> _What to do_: Return all the entries exactly, keeping pictures out.

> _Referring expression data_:

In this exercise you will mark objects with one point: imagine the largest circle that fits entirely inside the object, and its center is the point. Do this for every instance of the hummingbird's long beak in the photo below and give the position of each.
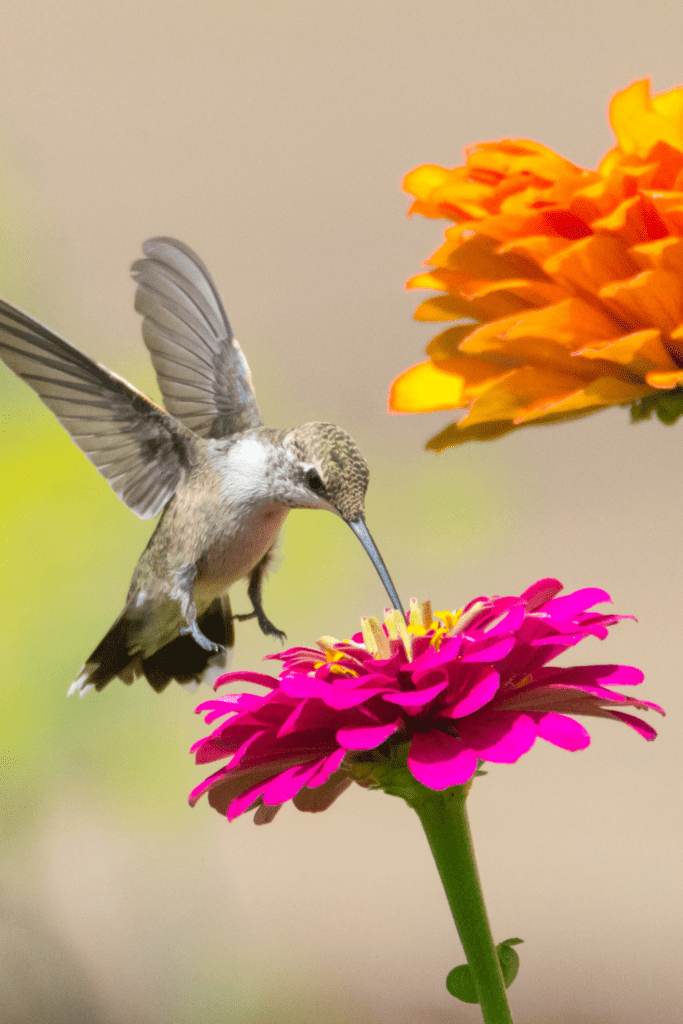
(364, 535)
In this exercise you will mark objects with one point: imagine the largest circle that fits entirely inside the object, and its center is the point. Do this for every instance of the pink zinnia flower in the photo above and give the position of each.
(450, 693)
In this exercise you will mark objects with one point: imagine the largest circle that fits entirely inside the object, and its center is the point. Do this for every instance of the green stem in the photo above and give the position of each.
(444, 820)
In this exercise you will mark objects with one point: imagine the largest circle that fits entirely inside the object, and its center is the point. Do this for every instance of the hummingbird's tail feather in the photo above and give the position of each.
(118, 654)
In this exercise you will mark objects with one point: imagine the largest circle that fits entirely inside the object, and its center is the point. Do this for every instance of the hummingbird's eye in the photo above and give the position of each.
(314, 481)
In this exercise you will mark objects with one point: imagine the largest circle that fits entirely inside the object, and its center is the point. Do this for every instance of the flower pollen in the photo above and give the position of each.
(437, 696)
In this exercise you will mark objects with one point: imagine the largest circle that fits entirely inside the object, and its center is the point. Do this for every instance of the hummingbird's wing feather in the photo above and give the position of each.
(201, 369)
(137, 446)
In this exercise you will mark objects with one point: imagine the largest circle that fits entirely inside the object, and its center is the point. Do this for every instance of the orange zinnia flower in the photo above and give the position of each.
(565, 285)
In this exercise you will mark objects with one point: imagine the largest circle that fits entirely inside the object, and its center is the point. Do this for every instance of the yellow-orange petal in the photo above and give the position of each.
(599, 393)
(567, 323)
(446, 344)
(651, 297)
(665, 254)
(479, 256)
(422, 181)
(447, 307)
(425, 388)
(515, 156)
(519, 391)
(592, 262)
(636, 219)
(639, 122)
(453, 434)
(665, 380)
(639, 352)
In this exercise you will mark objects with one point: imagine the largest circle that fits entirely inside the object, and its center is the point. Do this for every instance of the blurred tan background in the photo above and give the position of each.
(272, 137)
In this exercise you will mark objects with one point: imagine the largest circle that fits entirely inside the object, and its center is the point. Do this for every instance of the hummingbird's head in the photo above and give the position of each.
(333, 473)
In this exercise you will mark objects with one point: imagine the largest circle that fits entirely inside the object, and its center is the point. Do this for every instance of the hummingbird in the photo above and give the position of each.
(222, 481)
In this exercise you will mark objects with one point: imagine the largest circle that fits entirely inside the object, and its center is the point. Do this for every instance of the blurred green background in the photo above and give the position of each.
(272, 138)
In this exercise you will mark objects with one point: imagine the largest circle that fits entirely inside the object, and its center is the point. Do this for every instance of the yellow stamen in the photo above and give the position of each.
(376, 640)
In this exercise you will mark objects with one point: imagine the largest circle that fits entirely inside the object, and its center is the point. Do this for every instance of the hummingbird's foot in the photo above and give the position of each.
(264, 624)
(199, 637)
(267, 627)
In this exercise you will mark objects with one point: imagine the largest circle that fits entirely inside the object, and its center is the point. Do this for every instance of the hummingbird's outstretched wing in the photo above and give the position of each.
(137, 446)
(201, 369)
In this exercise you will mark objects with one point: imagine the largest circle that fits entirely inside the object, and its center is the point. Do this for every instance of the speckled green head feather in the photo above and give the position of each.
(336, 458)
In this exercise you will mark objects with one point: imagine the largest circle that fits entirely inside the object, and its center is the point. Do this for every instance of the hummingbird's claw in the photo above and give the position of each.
(199, 637)
(264, 624)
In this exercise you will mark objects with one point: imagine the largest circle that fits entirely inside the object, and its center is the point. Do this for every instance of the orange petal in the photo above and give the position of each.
(538, 247)
(446, 307)
(598, 393)
(567, 323)
(592, 262)
(665, 380)
(519, 391)
(665, 254)
(425, 388)
(640, 122)
(653, 297)
(480, 257)
(446, 344)
(422, 181)
(635, 220)
(454, 435)
(639, 352)
(515, 156)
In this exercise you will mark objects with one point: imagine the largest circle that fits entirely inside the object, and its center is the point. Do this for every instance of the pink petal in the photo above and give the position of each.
(327, 768)
(488, 649)
(540, 593)
(501, 736)
(319, 799)
(433, 659)
(581, 675)
(562, 731)
(416, 698)
(568, 606)
(285, 785)
(366, 738)
(334, 696)
(246, 677)
(482, 691)
(642, 728)
(438, 760)
(509, 623)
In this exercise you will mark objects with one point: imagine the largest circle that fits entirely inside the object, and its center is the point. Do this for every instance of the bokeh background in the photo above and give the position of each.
(272, 137)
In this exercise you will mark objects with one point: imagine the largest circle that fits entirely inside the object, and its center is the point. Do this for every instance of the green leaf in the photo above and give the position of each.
(509, 960)
(668, 406)
(460, 981)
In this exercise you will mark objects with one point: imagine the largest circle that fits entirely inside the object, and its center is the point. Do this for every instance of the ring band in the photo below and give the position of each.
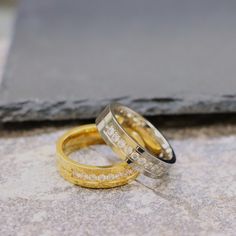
(86, 175)
(152, 155)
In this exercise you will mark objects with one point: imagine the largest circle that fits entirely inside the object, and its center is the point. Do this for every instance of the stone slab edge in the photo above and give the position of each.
(86, 109)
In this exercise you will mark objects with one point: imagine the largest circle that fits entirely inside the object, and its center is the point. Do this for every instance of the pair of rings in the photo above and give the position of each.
(142, 148)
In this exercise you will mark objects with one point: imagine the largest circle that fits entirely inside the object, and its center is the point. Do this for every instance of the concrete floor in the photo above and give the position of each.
(198, 197)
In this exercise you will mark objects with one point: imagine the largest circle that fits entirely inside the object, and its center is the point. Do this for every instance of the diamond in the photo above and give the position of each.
(101, 177)
(130, 172)
(85, 176)
(92, 177)
(168, 150)
(110, 177)
(134, 156)
(77, 174)
(121, 143)
(111, 131)
(165, 145)
(128, 150)
(148, 165)
(155, 168)
(115, 137)
(141, 161)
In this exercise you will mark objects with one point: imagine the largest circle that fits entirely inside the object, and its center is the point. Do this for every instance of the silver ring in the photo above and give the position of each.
(147, 151)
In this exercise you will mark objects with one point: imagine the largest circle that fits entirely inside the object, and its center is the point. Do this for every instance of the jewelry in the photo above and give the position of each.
(149, 152)
(85, 175)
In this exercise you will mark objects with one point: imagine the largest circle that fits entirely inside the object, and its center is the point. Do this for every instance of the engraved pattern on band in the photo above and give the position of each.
(86, 175)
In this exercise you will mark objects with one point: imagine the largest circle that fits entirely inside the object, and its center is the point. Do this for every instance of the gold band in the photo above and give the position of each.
(86, 175)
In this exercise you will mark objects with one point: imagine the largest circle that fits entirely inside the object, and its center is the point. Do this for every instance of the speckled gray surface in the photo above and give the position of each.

> _Solution for this problem_:
In this exercise you will mark objects with one point: imagine the largest circle that fits entirely inside the object, and its center is the point. Do this for every instance of the hummingbird's long beak in the photo below and give the position of each.
(364, 535)
In this exercise you will mark objects with one point: imagine the largest circle that fits entirely inside the object, and its center is the point. Do this for every instance of the pink zinnia flower in the photo above and give the position of each.
(450, 693)
In this exercise you will mark objects with one point: imagine the largest circle that fits entirely inside the object, and its center is the point. Do this for every instance of the green stem in the photo above and give the position of each.
(444, 820)
In this exercise you will mark objects with one point: imagine the largest circle that fits entirely inside the object, and its center is the point. Do this for every instance of the hummingbird's tail feather in the photo above and give the position of each.
(118, 654)
In this exercise you will mark objects with one point: imagine the largest circle that fits entirely inside the object, and its center is the point. Do this for every instance of the hummingbird's eye in the photo above and give the position of each.
(314, 481)
In this exercise you will mark objects with one point: imagine the largest circle that fits entirely inside the object, and its center is the point. Do this for every instance of the flower pollen in the photo above and give the position of each.
(437, 696)
In this exercise you will mark objects with one point: imagine the largest circle that fits entirely inside the object, and its center is the point. Do this for every instance of the hummingbird's wing feather in the photo above and give the position of each.
(201, 369)
(137, 446)
In this exercise you will mark objects with one point: imagine the largest circle that fits entirely inside the object, and its center is the point. Do this for every instance of the orange zinnia flower in the photo above and give the position of each.
(565, 285)
In this exercise you will mark objects with one point: imagine the largest circle that fits entirely inside the object, and its center is the point. Do this for every instance of the yellow-orange petal in the photo above and give the position of each.
(599, 393)
(567, 323)
(446, 344)
(651, 297)
(665, 254)
(479, 256)
(422, 181)
(447, 307)
(425, 388)
(515, 156)
(519, 391)
(592, 262)
(636, 219)
(639, 122)
(453, 434)
(665, 380)
(639, 352)
In this exercise you will mark objects with one point: imagine the largest circle that fits entirely inside the object, and its center is the point. Do this for every instance of the blurred tan background in the photo above and give the position of each.
(272, 137)
In this exercise you will mark objects with one point: imagine the largest circle that fits entirely inside the object, and its center is the point. Do this for every instance of the hummingbird's head in the photo above and give the position of each.
(333, 473)
In this exercise you will mark objects with one point: imagine the largest circle that fits entirely inside the object, and its center is the point. Do this for every instance of the hummingbird in the photo above and give the position of each.
(222, 481)
In this exercise you will mark objects with one point: imagine the largest circle that fits entirely inside the object, and its center is the point. Do this for every instance of the blurred green background in the photo above and give the position of each.
(272, 138)
In this exercise you will mark objects with one point: imagine the largest circle that fits entirely inside the object, and its center is the point. Do this for every instance of the yellow stamen in the photo above and give the position of each.
(376, 640)
In this exercise you will mark objects with one point: imagine the largest circle that fits entirely inside the object, and its center is the point. Do this for every instance of the hummingbird's foot in the photo above and give the position of each.
(264, 624)
(199, 637)
(267, 627)
In this exercise you will mark objects with one point: imagine the largest circle that fits entirely inside the object, and its center is the point. Do this for every instance of the hummingbird's outstretched wing in the photo above and give the position of each.
(137, 446)
(201, 369)
In this exercise you will mark objects with one point: imagine the largest circle that fits entirely inside the object, and its center is the point. Do this for every instance of the speckled green head feather in the photo above and give the position of each.
(336, 458)
In this exercise you will mark objects with one point: imagine the largest circle that fits entirely inside the object, and its center is the point. Do this for every instance of the hummingbird's claw in the photo above and give the position of each.
(199, 637)
(264, 624)
In this exercise you will mark objects with one point: imagine the largest circle that fits entirely inside the object, and its center is the point. Do this for every instance of the orange petal in the photo above and give the position of each.
(538, 247)
(446, 307)
(598, 393)
(567, 323)
(592, 262)
(665, 380)
(519, 391)
(665, 254)
(425, 388)
(640, 122)
(653, 297)
(480, 257)
(446, 344)
(422, 181)
(635, 220)
(454, 435)
(639, 352)
(515, 156)
In this exercise you will mark objects with one point: imagine the largest circle that fits entirely inside the object, and its center is the point. Do this for every instance of the pink petal in the photo above and give the position of each.
(327, 768)
(488, 649)
(540, 593)
(501, 736)
(319, 799)
(433, 659)
(581, 675)
(562, 731)
(416, 698)
(568, 606)
(285, 785)
(366, 738)
(334, 696)
(246, 677)
(482, 691)
(642, 728)
(438, 760)
(509, 623)
In this exercise you will mark objects with one point: imagine the largest circle that fits entirely inside the object, and its center is the point. Do this for every instance of the bokeh background in the photo above and give the position of each.
(272, 137)
In this exercise you will mark objects with one point: imagine the largest circle that fits entirely inside the object, and its center is the point. Do this for every instance of the green leaf in the photo above and give the position of each.
(509, 960)
(668, 406)
(460, 981)
In this exercise you will mark objects with one point: imagine the largest circle that fits entirely inside the object, and its center is the point. Do this for every instance of the ring band in the photo below and give the position of each.
(86, 175)
(152, 155)
In this exercise you will mark objects with one point: imagine the largest circle that fits entirely inside the object, and its center is the point. Do this for every instance of the stone slab edge in the photo above and give the position of each.
(86, 109)
In this exercise you will mark objects with one point: imagine the largest circle that fits entirely inside the object, and its center is the point. Do this for every instance of the pair of rings in the photo above and give the position of each.
(142, 148)
In this exercise you will mark objects with one point: imagine the largest circle that fits entirely inside the object, and its center is the point. Do this for every instance of the concrete floor in the photo above and give the position of each.
(198, 197)
In this exercise you will mark objects with one point: imagine the largest circle that fits entirely inside the object, and its center is the point. Do this for every instance of the diamond in the photo above and give the position of each.
(101, 177)
(130, 172)
(85, 176)
(92, 177)
(168, 150)
(110, 177)
(134, 156)
(77, 174)
(121, 143)
(111, 131)
(165, 145)
(128, 150)
(148, 165)
(155, 168)
(115, 137)
(141, 161)
In this exercise you will mark objects with one point: imagine the largest circle that fits entirely inside the object, and its center is the point. Do this for every instance of the silver ring in the photo above and give the position of each.
(147, 151)
In this exercise you will mark objects with one point: imagine the largest circle that fits entirely inside the object, and its center is the point. Do this for every instance of the jewelry in the photo above and give the position of each.
(149, 152)
(85, 175)
In this exercise you will mark objects with one point: imagine the largest circle that fits entirely inside the object, and its center is the point. Do this for every instance of the engraved pattern on band in the photo above and give the position of each.
(86, 175)
In this exercise you will mark objects with one point: imagine the largest circle that fits entirely inside the object, and its center is the point. Do this for every instance of the gold band in the photo above and give the position of each.
(86, 175)
In this exercise you will mark objects with one point: imagine the largest circle that fits entirely inside the object, and its center is the point. Do this for every instance of the speckled gray surface in the photo above and give the position of each.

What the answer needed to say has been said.